▶ **WRITTEN INSTRUCTION**: Condense the paragraph of the autoscrolling article below that begins "If you wanted to remove this effect" into a short bulleted list that keeps its main facts.

▶ **TEXT SECTION**:
● ● ●

Autoscrolling on drag, part 2: Why does scrolling go faster if I wiggle the mouse?

Raymond Chen

Raymond

Last time, we implemented a basic autoscroller. But you may have noticed an odd side effect: Wiggling the mouse speeds up the scrolling.

This happens because each wiggle of the mouse generates a new WM_MOUSE­MOVE message, and that in turn triggers the “activate autoscroll” code, which causes an autoscroll to happen ahead of its normal schedule. As a result, wiggling the mouse makes autoscrolling go faster.

If you wanted to remove this effect, you would have to reduce the amount of scrolling based on how much time has elapsed since the most recent autoscroll. The autoscroll timer runs at 100ms (assuming a default double-click speed of 500ms), and if the mouse move message is generated after, say, 25ms, then the autoscroll should move only a quarter of its usual distance, rather than the full distance. That way, the all the intermediate adjustments have a cumulative distance equivalent to the single adjustment at the end of the tick.

● ● ●

Dataset excerpts on object pointing:
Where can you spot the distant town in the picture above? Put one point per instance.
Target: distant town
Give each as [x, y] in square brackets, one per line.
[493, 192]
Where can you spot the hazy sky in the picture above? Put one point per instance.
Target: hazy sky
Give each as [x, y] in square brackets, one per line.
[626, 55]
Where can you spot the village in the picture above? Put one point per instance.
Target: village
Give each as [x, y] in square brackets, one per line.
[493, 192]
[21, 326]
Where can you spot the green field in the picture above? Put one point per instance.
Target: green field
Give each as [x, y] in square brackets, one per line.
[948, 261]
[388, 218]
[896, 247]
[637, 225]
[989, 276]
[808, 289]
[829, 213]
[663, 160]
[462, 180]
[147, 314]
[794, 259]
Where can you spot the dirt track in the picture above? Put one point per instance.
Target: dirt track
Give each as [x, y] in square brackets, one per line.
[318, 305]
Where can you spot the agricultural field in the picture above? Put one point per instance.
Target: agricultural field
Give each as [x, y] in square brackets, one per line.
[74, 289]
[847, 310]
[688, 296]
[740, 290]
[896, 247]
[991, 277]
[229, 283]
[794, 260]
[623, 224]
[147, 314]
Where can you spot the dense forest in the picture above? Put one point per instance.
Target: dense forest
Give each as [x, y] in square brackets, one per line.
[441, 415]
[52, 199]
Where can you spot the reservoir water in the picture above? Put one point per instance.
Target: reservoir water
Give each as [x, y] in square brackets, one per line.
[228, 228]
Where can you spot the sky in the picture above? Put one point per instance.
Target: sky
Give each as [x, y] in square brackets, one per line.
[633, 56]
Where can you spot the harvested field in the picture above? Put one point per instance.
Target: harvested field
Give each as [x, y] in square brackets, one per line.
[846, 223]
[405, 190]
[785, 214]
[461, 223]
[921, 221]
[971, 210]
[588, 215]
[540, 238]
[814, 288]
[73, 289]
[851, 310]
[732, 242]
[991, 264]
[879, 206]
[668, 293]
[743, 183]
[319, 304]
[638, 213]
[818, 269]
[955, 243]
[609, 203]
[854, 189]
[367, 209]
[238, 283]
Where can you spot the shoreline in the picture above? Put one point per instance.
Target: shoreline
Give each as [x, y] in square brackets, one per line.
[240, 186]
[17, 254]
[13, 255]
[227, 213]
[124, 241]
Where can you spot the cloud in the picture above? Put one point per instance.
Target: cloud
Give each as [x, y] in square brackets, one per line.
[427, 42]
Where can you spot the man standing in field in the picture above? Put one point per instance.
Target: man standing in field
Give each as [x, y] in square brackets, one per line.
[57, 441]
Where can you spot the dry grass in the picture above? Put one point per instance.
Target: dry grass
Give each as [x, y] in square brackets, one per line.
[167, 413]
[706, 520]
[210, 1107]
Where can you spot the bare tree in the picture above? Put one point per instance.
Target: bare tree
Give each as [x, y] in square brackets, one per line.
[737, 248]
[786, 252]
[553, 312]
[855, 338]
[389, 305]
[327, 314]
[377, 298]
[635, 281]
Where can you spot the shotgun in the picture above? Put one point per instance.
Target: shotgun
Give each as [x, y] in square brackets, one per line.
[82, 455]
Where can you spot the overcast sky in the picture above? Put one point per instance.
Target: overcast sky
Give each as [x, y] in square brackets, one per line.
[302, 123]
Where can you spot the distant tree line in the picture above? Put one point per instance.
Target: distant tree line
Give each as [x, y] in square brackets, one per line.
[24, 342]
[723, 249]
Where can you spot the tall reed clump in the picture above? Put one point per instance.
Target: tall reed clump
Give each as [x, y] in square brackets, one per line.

● ● ●

▶ **SOLUTION TO THIS TASK**:
- To remove the effect, reduce the amount of scrolling based on the time elapsed since the most recent autoscroll.
- The autoscroll timer runs at 100ms, assuming a default double-click speed of 500ms.
- For example, if a mouse move message arrives after 25ms, the autoscroll should move only a quarter of its usual distance.
- The intermediate adjustments then add up to the same distance as the single adjustment at the end of the tick.